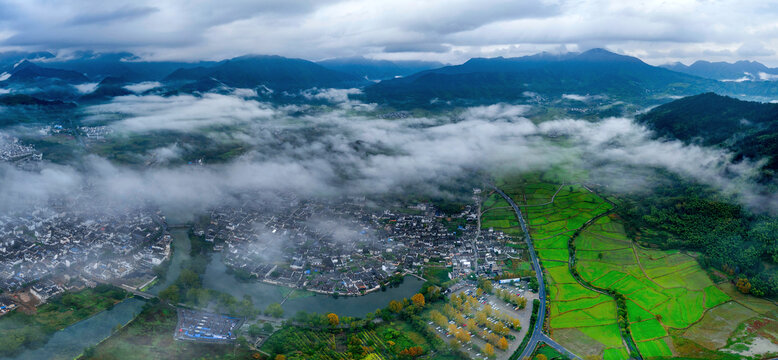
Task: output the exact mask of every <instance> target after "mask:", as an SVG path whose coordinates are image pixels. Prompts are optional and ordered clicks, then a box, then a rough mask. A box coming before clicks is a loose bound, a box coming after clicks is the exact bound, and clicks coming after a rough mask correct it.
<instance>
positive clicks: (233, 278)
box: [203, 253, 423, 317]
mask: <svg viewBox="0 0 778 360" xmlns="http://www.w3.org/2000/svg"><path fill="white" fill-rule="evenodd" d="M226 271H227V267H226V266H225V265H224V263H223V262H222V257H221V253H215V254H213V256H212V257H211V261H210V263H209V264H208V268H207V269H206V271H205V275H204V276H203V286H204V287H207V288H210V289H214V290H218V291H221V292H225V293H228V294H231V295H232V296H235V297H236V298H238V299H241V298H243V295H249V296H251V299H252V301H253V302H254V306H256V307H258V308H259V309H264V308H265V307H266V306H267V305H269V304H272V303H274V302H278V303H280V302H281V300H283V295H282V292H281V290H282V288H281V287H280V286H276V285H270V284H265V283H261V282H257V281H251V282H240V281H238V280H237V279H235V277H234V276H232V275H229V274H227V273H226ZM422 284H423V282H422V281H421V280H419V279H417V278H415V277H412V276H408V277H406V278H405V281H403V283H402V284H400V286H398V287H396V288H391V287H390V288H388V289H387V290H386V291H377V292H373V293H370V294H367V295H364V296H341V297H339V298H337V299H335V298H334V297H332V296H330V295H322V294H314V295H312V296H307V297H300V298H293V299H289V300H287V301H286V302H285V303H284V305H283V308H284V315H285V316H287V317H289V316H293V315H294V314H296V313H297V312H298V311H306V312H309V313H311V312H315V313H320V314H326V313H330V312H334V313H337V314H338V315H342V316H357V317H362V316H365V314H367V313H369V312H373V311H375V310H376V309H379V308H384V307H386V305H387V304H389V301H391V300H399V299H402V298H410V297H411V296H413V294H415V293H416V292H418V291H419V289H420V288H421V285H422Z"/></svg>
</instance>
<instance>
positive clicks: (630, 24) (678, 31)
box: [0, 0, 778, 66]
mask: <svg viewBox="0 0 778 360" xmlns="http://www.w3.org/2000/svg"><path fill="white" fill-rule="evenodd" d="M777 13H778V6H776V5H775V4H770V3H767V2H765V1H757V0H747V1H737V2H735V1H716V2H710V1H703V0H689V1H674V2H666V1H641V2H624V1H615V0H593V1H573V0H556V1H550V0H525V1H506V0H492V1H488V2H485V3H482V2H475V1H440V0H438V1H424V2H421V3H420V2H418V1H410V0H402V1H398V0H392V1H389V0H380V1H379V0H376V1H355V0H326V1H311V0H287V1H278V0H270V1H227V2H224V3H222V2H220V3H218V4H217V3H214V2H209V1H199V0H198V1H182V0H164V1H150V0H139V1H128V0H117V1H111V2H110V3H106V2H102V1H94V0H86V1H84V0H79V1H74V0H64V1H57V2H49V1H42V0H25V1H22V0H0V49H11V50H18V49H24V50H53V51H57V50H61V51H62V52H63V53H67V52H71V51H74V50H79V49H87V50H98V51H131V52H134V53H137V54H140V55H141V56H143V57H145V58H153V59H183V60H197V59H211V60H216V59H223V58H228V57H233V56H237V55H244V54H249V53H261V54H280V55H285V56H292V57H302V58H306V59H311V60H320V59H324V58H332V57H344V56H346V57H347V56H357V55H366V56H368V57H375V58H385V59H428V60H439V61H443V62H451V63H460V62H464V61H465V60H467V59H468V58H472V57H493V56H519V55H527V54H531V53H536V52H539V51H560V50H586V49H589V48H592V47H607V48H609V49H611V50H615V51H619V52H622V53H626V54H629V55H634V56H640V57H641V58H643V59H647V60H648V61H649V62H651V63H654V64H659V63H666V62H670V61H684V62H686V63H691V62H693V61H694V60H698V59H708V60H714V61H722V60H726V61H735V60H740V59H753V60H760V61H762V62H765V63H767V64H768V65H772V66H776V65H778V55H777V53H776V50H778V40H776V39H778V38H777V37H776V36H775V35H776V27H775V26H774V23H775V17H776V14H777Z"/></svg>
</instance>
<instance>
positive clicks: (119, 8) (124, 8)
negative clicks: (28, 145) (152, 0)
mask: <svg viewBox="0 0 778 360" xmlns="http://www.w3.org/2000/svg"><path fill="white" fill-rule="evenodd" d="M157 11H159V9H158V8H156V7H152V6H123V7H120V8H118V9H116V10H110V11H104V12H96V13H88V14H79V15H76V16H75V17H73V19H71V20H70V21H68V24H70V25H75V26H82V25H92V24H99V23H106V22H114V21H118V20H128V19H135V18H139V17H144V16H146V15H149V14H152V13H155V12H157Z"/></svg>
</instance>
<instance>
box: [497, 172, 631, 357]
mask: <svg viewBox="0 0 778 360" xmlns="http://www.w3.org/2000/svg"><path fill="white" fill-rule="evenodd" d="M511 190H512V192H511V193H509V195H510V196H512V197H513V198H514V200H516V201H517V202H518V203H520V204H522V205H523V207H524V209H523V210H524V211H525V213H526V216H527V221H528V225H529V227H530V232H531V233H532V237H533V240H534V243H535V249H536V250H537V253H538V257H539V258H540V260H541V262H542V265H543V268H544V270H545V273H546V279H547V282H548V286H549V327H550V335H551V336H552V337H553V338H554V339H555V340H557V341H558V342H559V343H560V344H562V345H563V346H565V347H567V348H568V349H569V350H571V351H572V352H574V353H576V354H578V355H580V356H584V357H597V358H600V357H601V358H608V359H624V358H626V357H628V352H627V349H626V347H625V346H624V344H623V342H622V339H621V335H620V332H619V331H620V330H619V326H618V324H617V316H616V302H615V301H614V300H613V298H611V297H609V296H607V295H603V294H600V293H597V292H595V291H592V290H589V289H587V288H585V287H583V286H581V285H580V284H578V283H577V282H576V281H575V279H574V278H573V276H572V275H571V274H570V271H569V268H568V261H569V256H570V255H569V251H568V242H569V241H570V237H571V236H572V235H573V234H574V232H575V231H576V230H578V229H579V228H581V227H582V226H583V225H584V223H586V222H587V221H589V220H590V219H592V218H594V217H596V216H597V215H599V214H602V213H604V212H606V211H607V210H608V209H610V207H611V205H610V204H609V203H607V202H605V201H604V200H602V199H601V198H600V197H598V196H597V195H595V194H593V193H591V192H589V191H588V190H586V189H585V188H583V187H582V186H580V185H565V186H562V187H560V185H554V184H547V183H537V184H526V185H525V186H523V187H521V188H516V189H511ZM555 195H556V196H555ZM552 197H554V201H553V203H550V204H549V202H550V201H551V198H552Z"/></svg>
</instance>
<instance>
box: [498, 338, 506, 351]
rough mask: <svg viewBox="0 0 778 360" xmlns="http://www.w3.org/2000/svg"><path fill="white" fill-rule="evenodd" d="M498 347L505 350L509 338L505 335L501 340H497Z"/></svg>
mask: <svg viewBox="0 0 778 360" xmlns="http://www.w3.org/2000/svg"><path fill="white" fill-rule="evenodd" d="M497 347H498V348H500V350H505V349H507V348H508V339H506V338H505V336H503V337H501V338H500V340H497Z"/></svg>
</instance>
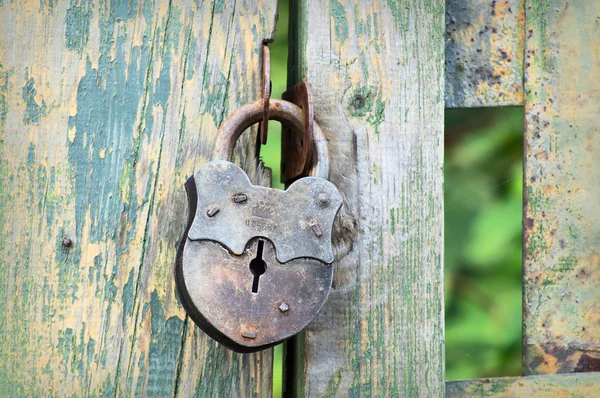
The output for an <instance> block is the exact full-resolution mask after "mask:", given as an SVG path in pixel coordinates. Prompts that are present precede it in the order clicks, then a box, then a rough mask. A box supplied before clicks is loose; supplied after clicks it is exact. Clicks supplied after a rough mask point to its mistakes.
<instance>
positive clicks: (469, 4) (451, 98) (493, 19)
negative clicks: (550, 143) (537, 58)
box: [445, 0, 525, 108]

...

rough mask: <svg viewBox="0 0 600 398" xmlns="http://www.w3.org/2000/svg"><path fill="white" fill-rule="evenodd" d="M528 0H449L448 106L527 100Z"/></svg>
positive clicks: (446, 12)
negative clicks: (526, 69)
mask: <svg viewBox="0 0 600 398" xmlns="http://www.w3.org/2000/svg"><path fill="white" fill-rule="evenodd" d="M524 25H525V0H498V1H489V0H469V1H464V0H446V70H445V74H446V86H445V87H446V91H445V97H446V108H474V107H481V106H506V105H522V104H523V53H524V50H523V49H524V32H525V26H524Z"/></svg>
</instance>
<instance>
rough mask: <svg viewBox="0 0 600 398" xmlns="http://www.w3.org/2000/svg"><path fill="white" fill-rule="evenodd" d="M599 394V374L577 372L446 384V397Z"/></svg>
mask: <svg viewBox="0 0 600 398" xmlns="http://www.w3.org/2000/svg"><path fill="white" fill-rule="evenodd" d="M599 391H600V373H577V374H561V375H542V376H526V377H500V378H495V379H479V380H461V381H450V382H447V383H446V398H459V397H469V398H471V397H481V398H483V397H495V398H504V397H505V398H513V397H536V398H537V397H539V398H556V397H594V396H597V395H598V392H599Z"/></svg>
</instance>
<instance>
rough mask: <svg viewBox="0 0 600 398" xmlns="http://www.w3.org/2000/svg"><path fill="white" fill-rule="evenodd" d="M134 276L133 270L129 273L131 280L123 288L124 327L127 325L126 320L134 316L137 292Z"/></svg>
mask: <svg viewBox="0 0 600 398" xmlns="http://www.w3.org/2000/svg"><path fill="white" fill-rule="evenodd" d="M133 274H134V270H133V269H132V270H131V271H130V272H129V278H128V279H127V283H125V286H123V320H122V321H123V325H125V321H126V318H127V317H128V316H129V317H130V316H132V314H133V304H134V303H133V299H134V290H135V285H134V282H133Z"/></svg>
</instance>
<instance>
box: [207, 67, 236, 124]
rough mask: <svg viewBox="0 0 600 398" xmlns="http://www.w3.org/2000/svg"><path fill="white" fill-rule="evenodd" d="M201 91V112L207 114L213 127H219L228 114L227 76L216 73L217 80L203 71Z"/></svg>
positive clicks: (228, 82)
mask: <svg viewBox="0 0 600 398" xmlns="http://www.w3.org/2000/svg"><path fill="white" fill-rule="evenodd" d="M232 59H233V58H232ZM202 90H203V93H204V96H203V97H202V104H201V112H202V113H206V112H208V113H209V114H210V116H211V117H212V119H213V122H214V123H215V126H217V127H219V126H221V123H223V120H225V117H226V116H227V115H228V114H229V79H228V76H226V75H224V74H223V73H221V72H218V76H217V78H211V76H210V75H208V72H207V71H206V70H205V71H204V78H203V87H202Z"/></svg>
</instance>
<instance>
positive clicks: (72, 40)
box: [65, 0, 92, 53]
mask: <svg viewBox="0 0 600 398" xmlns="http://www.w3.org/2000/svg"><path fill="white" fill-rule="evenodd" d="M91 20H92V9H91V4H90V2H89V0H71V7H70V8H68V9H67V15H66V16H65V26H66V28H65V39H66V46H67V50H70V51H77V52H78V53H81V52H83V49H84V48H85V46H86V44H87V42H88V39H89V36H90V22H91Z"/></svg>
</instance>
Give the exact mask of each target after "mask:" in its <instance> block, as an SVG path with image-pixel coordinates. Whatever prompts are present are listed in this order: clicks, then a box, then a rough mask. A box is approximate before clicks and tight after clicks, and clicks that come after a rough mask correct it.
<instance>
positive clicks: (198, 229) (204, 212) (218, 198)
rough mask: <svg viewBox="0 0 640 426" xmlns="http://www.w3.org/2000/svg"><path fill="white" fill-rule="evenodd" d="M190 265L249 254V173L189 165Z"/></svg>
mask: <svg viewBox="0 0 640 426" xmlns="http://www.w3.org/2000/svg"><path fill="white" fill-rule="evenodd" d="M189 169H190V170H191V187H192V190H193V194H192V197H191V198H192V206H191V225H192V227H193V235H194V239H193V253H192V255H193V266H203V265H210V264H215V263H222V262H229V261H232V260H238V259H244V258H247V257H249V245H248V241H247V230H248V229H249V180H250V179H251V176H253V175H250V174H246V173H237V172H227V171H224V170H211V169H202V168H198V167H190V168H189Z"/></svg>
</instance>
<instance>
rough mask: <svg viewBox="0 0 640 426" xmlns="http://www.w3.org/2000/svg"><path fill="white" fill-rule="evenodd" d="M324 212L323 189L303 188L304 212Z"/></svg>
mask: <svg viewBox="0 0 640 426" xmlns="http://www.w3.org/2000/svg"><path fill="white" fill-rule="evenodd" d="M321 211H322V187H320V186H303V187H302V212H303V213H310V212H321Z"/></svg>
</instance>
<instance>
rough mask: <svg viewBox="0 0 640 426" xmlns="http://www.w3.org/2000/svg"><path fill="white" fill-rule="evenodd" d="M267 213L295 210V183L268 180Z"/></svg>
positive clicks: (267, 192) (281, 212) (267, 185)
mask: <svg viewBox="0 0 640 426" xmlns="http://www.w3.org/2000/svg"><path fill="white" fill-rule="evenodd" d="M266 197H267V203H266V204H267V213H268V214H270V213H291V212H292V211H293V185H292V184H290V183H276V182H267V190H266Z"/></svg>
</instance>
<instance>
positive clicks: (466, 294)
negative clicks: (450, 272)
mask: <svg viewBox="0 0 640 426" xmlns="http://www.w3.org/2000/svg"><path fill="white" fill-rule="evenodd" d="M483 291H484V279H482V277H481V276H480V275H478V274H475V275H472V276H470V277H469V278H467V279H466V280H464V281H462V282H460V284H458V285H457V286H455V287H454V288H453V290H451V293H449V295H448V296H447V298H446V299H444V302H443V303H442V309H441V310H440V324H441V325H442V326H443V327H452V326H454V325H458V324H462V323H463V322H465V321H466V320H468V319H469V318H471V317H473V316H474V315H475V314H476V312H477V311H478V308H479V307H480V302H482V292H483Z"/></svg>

### WHAT YOU NEED TO DO
Copy the lines above exactly, beginning at the line that has "Task: output the" and stopping after the line that has "positive clicks: (233, 278)", and omit the rest.

### PROBLEM SOLUTION
Task: output the exact mask of every <instance> target after "mask:", as an SVG path whose coordinates are image pixels. Prompts are optional and ordered clicks, then a box, then a rough mask. A box coming before clicks is a loose bound, a box coming after clicks is the exact bound, and clicks coming after a rough mask correct it.
<instance>
positive clicks: (233, 278)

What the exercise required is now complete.